● Page text

:::

I called my internet service provider the other day to cancel a program that I never ordered, never requested and never used. In fact, I didn’t even know I had it but apparently I’ve been paying for it for almost three years! Before they could refund my money they needed my name, my mother’s maiden name, the last four digits of my social security number, and the last four digits of the credit card I use to automatically pay the monthly bill. I asked “Why would someone go to the trouble of impersonating me to get me a refund on my personal credit card?” Does this make any sense? How is it that any schmuck can get my credit card number and run up a bill online but I can’t save myself some money?

I needed to transfer a balance to a new credit card. Since the promotion came with my husband’s name on it, I needed to put him on the phone. Luckily he was home. They asked him for permission to talk to me! He could have been the janitor but they needed to hear a male voice. The last time I needed something similar I put my son on the phone. He said “Yes, I’m him.” Presto change, I was granted access to the secret city! Have everyone gone mad? What if I said I was him? Could I sue for discrimination claiming I just had a high voice?

Anyway, I’m fine… I think. The nurse at the radiologist called the nurse at the doctor’s office and begged her to please call the patient (me) and let her (me) know that she’s (I’m) okay. I still haven’t gotten that call. Neither have I gotten my refund from the internet service provider. I think the credit card transfer went through but that is because the new company stands to make some money.

Bureaucracy sucks!

Tuesday, September 1, 2009

Working the Workout

I joined a gym. I didn’t actually join a gym yet; I’m sampling them. Most gyms offer trial memberships for at least a week so you can see if you like them. I’m on my second trial. It’s not that I don’t WANT to join a gym. I’d love to! There’s nothing like that feeling of ownership; like you really belong someplace. But free is free and, when you’re unemployed, shopping for the best deal can be a pleasure as well as a necessity. There are three things I’m looking for: location, price and amenities. According to my husband, if it isn’t close, we won’t go. According to me, if it isn’t cheap, I won’t go. If it isn’t fun, neither of us will go.

We found one that was really cheap but too far away. We were halfway there when we decided to stop for a hotdog and go to the movies instead.

:::

● Study questions
a) Answer these questions from the blog text, one per line:
(i) For how long had the writer been paying for the program that was never ordered?
(ii) Whom did the writer put on the phone the last time something similar was needed?
(iii) What three things is the writer looking for in a gym?
b) Resume the blog text right after its final sentence, keeping the voice and subject of the gym post.

:::

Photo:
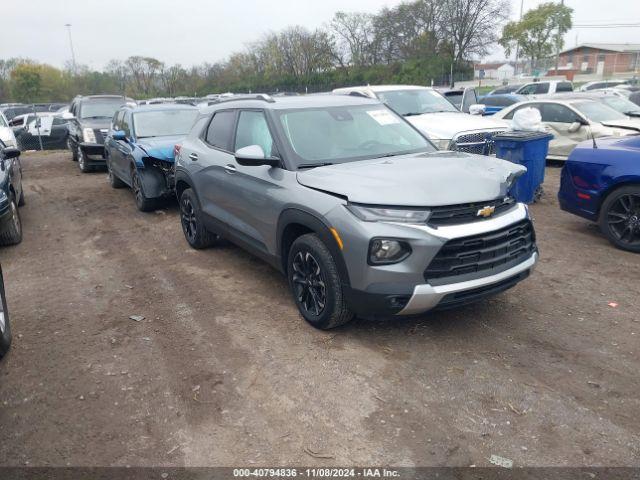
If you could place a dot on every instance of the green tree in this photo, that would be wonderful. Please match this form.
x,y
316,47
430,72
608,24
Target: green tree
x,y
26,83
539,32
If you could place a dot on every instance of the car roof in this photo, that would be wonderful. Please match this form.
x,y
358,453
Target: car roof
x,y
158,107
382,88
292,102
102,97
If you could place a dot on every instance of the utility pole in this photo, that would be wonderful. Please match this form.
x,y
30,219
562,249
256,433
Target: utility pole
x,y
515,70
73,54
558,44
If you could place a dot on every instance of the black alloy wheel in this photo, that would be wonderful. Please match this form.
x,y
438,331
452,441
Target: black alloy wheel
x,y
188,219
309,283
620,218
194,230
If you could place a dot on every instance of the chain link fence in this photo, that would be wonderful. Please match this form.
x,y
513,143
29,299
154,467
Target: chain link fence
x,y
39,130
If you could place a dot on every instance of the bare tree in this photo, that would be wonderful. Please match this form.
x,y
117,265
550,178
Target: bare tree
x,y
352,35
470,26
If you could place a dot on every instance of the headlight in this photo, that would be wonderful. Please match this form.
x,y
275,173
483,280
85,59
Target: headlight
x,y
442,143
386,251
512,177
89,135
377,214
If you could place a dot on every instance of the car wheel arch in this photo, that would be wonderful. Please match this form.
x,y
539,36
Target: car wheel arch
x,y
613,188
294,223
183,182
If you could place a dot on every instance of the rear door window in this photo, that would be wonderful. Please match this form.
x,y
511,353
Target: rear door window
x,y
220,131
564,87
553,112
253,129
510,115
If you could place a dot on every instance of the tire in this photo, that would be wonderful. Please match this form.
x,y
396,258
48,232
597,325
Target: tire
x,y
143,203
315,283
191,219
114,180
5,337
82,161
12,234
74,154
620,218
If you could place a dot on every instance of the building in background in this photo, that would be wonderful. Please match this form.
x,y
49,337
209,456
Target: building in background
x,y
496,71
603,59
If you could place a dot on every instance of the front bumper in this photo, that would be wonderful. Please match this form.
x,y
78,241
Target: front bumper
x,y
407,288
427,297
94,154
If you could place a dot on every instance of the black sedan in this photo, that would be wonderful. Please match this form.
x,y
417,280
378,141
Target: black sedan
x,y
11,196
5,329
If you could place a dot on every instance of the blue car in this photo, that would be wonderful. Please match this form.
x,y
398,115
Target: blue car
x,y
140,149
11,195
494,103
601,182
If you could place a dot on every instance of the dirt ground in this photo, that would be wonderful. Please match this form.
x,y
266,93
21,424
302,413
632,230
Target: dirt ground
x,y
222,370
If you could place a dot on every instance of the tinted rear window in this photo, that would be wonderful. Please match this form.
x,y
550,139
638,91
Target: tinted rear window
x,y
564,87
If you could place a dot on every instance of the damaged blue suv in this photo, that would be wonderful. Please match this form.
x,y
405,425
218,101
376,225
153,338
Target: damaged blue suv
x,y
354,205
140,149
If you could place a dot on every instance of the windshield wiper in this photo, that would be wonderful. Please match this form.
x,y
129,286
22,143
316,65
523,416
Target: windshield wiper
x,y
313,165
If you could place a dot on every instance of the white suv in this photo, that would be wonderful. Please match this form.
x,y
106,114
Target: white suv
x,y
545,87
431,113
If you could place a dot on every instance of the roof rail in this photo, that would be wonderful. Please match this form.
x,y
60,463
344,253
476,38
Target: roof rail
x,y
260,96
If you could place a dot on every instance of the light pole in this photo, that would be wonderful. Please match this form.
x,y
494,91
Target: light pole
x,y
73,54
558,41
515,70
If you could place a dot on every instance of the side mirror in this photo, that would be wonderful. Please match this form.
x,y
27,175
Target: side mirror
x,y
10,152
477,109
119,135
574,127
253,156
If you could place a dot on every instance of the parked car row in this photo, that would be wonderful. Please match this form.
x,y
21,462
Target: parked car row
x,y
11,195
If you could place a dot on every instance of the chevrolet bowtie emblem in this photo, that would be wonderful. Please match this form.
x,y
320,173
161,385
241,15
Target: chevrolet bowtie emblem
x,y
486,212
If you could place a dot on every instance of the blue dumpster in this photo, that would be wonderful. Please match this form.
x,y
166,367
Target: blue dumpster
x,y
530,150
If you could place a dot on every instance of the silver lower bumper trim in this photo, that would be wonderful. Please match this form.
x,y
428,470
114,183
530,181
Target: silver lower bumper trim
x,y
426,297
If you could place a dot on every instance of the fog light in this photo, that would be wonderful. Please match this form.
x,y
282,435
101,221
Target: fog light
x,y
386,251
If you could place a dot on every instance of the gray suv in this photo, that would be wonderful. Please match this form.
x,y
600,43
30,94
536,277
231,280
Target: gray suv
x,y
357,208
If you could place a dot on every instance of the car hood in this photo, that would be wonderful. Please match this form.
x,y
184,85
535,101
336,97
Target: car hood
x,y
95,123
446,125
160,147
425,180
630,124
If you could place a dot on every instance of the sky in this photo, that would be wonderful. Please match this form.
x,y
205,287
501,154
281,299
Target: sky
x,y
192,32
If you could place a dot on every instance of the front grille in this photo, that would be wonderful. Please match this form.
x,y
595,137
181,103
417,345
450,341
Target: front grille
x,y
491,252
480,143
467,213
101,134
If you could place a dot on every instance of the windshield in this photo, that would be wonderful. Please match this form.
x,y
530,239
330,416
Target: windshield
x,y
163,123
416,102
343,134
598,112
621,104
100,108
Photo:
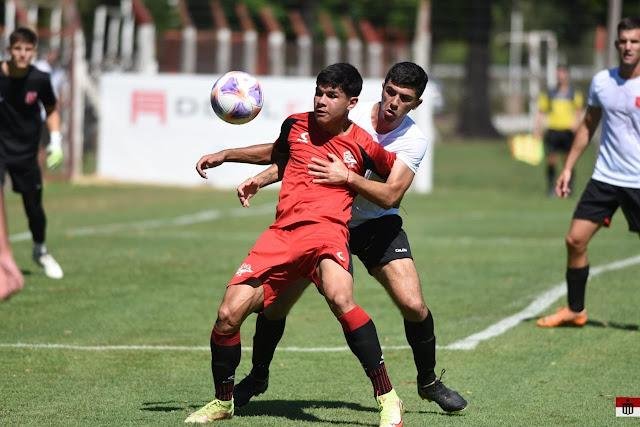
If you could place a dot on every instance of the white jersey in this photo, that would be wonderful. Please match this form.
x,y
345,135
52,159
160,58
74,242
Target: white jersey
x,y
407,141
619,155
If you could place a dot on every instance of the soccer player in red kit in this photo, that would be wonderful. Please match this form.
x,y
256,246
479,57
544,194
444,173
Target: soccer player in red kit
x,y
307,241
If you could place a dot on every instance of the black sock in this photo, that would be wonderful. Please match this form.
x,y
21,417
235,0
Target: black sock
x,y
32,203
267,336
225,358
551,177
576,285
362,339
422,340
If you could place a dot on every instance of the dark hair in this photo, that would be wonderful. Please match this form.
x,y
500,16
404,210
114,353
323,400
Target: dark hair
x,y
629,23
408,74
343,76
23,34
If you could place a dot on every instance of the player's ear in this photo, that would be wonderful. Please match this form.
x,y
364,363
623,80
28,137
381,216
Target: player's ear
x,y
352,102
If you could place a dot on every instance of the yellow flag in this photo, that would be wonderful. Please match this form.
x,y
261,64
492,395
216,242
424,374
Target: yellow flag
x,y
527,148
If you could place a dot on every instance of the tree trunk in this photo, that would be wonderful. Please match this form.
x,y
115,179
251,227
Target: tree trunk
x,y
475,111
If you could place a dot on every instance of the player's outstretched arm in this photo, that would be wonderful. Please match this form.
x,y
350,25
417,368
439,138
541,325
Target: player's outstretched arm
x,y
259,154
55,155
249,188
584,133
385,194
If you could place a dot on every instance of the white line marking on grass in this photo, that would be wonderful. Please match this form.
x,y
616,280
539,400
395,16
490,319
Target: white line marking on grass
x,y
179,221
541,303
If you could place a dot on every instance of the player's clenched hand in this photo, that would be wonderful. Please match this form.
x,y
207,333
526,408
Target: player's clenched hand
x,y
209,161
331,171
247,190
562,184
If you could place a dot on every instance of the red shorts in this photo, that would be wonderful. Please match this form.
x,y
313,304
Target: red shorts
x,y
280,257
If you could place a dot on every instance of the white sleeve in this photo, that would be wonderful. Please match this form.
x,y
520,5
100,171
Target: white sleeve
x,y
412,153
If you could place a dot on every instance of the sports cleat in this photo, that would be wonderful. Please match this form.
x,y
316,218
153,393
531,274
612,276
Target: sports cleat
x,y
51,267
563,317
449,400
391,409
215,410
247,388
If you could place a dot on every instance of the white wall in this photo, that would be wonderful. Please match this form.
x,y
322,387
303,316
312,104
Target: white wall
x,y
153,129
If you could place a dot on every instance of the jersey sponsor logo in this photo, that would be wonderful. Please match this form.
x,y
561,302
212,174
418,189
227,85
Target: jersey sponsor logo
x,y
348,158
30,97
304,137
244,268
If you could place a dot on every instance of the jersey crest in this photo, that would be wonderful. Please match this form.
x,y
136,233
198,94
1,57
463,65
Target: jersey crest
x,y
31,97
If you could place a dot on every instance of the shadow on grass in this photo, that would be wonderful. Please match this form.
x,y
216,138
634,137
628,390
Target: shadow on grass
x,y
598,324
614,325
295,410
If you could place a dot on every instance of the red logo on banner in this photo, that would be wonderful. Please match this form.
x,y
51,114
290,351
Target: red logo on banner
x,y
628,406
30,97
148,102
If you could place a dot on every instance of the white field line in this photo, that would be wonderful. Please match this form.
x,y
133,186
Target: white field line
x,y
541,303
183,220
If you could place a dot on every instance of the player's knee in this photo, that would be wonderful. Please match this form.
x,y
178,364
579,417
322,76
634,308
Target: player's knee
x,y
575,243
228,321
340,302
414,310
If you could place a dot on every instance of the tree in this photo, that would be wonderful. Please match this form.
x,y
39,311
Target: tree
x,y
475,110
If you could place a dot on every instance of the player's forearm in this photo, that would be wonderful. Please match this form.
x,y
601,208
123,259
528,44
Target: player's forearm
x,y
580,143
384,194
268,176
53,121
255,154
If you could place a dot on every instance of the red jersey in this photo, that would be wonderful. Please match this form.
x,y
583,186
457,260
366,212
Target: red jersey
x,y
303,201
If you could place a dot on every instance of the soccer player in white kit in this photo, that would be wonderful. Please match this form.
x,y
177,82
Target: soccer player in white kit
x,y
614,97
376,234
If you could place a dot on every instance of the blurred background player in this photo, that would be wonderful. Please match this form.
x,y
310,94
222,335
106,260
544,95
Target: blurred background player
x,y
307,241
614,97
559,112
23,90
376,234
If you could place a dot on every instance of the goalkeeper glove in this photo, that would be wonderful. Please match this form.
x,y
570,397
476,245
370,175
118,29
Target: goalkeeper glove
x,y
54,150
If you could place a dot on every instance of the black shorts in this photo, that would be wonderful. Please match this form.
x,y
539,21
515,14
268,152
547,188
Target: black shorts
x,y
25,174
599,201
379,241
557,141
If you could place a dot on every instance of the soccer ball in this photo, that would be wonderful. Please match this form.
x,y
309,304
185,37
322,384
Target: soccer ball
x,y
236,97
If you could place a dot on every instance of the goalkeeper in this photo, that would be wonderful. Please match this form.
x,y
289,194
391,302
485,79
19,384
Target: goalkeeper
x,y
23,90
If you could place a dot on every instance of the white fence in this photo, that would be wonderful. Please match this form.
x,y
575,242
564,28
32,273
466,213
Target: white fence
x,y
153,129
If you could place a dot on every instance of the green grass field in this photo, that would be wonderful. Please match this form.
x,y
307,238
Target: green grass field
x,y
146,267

:::

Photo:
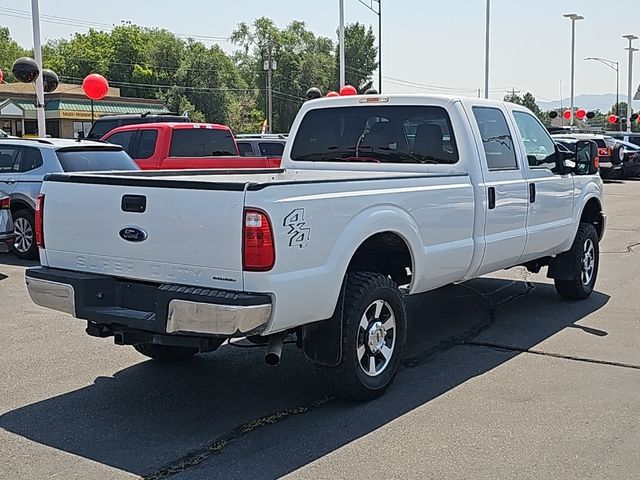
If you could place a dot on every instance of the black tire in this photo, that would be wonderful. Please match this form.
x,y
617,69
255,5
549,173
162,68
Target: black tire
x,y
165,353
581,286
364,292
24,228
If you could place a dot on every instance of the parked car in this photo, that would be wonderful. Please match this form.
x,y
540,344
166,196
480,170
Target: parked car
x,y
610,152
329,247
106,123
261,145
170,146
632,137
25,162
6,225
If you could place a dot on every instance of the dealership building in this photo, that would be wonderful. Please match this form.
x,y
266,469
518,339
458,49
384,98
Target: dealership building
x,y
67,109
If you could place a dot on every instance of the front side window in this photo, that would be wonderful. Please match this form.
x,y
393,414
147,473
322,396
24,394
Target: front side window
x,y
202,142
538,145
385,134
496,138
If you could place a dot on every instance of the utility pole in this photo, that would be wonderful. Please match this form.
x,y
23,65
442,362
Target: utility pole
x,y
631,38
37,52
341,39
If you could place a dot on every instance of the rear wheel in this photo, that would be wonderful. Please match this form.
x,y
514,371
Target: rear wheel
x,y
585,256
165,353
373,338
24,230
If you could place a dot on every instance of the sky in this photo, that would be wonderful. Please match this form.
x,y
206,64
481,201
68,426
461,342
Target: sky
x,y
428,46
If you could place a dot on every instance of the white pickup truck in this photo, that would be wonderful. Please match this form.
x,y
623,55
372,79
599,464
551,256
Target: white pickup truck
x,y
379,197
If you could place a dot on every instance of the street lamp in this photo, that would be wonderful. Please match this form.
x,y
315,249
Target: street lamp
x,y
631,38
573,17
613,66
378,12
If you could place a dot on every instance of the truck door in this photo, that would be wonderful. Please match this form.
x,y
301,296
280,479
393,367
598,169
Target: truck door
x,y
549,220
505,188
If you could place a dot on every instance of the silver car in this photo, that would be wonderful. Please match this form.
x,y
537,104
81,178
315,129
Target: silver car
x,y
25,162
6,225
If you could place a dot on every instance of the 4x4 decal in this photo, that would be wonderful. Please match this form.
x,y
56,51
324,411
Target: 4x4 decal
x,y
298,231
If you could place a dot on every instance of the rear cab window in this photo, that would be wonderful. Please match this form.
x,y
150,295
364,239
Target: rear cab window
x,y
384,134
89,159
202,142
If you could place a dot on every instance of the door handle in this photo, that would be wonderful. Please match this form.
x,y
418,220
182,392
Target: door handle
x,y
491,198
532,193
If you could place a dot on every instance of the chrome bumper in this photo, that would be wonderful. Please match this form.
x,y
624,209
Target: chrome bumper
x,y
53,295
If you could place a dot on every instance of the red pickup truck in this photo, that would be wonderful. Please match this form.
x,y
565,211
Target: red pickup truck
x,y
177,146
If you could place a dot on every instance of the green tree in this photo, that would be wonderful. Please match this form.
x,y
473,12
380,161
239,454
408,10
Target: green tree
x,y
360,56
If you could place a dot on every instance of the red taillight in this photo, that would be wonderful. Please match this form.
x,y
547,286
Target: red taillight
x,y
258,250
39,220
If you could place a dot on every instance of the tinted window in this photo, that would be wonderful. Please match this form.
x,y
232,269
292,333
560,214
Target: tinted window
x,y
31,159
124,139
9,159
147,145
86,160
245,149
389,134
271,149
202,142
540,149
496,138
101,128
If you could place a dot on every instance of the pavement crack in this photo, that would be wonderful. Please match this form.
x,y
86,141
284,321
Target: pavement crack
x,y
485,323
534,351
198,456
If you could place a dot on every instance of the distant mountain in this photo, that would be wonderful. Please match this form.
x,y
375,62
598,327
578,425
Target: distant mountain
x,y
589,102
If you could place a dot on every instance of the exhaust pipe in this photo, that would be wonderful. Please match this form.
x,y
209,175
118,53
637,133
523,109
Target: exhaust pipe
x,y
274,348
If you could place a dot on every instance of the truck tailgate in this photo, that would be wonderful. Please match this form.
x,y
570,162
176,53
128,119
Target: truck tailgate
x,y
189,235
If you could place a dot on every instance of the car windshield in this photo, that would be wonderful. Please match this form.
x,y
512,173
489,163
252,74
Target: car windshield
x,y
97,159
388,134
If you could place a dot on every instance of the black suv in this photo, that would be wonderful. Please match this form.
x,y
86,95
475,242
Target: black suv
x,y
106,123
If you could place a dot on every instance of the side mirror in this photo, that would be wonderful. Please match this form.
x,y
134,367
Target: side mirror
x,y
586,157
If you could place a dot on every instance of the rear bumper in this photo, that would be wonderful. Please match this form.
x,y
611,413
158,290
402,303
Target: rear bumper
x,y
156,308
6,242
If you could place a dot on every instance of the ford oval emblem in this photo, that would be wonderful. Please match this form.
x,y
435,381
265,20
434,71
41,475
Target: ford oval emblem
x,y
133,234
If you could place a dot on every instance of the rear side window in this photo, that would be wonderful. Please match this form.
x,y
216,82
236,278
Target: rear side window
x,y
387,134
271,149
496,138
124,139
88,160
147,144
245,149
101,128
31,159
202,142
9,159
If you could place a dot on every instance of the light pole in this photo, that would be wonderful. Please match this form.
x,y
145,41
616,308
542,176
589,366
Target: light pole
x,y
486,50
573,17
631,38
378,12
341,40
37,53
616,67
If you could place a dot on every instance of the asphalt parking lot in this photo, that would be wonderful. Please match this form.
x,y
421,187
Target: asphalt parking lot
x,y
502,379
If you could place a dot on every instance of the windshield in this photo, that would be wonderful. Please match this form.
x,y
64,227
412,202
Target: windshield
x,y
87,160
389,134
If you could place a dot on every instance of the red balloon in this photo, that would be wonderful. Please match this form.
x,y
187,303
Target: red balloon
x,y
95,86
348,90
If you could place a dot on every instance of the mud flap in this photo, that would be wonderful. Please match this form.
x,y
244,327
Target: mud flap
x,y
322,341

:::

● Answers given
a)
(i) Almost three years
(ii) The writer's son
(iii) Location, price and amenities

b)
We found one closer to home but it’s more expensive and is missing one of the machines I like: the one for the abs where you sit in the chair and twist your body against the weights. The owner of the gym says they don’t have it because it is bad for your back. I ask you, is any sort of weightlifting actually good for your back? And I don’t understand how a person can lift too much weight. Isn’t that an oxymoron?

Anyway, this gym has racquetball and child care, classes, showers and a sauna. I don’t play racquetball and have no small children. The classes are held during peak hours, either too early in the morning or “after work”. But I do love the sauna. There’s no clock in the sauna so I stay in it until my skin starts to hurt. Then I try to get out without moving so as not to hurt myself any more. I love the red glow and the waxen look of my face when I come out of the sauna. But, at four times the price of the one that’s too far away, is it worth it?

I found another place with 2 branches nearby. These are “convenience” type gyms, designed for the quick in and out. There are no showers, no dressing rooms, no classes… You sweat and run. This place does have one feature I love; an exercise bike with a built in video game where you can race virtual riders. The onscreen bike paths are very narrow but you can’t fall off! I tried! I made a sharp right, ready to fly off this cliff, die and have to start over again, but my bike just kept going. You can’t do that in real life. I’ve been working up a great sweat and having fun there all week, but it is August. What’s going to happen to all this sweat in January?

There are a few more gyms to try and then I suppose we’ll have to make a decision: the sauna or the video game; the price or the convenience? It’s a dilemma.